(Stored data)
+ + + + +
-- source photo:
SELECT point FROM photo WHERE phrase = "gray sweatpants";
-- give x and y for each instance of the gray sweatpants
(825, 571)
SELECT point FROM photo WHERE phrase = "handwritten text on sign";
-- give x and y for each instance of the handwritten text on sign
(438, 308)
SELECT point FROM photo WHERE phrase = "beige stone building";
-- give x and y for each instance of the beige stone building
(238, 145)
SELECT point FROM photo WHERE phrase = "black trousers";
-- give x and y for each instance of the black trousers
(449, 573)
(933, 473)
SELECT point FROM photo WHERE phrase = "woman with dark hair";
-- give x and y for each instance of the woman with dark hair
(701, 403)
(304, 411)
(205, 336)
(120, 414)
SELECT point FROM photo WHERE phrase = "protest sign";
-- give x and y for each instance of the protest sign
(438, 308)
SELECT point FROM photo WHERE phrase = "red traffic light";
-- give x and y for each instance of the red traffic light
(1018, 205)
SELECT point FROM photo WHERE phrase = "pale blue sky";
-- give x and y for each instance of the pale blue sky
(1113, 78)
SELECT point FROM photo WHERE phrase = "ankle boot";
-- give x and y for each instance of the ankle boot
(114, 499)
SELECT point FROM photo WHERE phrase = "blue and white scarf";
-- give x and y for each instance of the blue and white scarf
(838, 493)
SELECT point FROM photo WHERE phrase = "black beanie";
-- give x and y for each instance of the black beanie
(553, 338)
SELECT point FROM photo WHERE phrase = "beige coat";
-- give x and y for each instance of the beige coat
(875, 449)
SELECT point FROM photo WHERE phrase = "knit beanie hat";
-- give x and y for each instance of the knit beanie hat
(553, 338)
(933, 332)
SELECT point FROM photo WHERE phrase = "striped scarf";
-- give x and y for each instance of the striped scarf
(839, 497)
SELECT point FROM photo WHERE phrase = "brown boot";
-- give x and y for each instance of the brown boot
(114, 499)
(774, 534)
+ + + + +
Exercise goal — Transcribe the records above exactly, but only from the line that contains "-- give x and y for each instance of the striped" through their final line, inclusive.

Written solution —
-- give x and y for each instance of the striped scarf
(839, 497)
SELECT point FROM photo WHERE phrase = "brown boot";
-- give x and y for each instance of the brown boot
(114, 499)
(774, 534)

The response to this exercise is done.